Sports analytics also goes beyond just predicting the outcomes of a game as it also processes live data when a game is played. To be more specific, teams that play in the NBA have recently adopted a tracking technology with data-streaming capabilities and cameras that record detailed data related to the players’ movements and fitness levels. The collected data are then processed through a data analytics tool that is based on machine learning. The tool generates results that reveal strong and weak variables associated with the team and its players, such as player separation on the basketball court, distances travelled, possession of the balls per player, a player’s speed while moving on the court, and the like.

Although machine learning techniques have been used in sports outcome prediction, there still are numerous uncertain factors that influence the outcome of games. Thus, the scope of this research is to explore only the influential features set that affects the results from predicting the outcome of a basketball game. In this study, we utilise different machine learning models to process historical data from the NBA final games from the year 1980 through 2017. The objective is to investigate the crucial factors that influence the outcome of NBA games by comparing the performances of different models and evaluating the performances after removing irrelevant features that do not contribute much information about the output variable. The prediction of the outcome of NBA games and the identification of particular features that exert the most significant effects on the results are valuable to different stakeholders such as club managers, team coaches, team players, and betters.

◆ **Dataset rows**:

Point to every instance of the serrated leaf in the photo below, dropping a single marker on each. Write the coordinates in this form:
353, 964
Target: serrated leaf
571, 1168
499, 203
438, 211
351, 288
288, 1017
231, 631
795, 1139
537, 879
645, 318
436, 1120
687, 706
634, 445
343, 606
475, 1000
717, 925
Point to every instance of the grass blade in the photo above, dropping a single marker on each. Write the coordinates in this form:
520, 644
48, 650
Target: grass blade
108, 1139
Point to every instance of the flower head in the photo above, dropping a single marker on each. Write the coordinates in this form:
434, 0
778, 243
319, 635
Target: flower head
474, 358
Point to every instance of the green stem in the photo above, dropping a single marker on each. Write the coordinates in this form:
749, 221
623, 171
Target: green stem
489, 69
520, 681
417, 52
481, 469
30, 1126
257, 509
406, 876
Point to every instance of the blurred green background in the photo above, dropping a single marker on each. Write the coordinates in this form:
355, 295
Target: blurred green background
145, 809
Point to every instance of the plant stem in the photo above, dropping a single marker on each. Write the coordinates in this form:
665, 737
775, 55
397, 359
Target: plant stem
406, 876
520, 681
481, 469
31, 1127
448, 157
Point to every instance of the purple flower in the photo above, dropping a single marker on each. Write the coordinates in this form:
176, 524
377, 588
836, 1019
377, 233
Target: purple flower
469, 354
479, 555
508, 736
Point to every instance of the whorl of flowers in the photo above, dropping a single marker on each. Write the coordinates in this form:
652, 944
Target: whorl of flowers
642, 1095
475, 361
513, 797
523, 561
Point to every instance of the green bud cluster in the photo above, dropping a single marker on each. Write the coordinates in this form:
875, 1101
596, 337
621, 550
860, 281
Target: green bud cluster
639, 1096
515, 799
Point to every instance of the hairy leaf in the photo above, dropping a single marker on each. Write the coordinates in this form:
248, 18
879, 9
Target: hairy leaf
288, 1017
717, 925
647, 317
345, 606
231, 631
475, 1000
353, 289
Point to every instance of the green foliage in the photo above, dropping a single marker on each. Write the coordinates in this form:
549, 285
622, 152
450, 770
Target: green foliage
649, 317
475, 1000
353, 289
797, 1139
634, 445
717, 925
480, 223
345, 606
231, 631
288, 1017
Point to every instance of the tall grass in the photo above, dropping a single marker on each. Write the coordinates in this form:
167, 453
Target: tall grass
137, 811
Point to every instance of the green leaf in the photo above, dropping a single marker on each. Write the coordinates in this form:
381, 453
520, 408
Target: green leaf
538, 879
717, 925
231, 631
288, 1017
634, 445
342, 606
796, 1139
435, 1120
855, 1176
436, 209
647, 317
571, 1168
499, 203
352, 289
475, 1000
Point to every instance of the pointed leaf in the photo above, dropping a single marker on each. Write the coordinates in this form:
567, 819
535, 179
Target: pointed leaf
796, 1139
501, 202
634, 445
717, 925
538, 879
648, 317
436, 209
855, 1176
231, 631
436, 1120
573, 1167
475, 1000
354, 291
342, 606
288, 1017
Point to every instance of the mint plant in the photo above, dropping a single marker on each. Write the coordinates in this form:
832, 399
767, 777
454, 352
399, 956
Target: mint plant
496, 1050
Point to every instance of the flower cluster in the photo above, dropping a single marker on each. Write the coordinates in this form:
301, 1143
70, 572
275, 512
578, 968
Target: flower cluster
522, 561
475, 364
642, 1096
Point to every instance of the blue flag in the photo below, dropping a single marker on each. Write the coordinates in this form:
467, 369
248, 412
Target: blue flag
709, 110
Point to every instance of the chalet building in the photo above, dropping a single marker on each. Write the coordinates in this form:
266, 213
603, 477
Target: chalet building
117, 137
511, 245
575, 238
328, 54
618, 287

◆ **WHAT YOU HAVE TO DO**:
From the passage on NBA game analytics, reproduce the portion that begins at the words "Sports analytics also" and ends after the words "and the like.".

◆ **EXERCISE SOLUTION**:
Sports analytics also goes beyond just predicting the outcomes of a game as it also processes live data when a game is played. To be more specific, teams that play in the NBA have recently adopted a tracking technology with data-streaming capabilities and cameras that record detailed data related to the players’ movements and fitness levels. The collected data are then processed through a data analytics tool that is based on machine learning. The tool generates results that reveal strong and weak variables associated with the team and its players, such as player separation on the basketball court, distances travelled, possession of the balls per player, a player’s speed while moving on the court, and the like.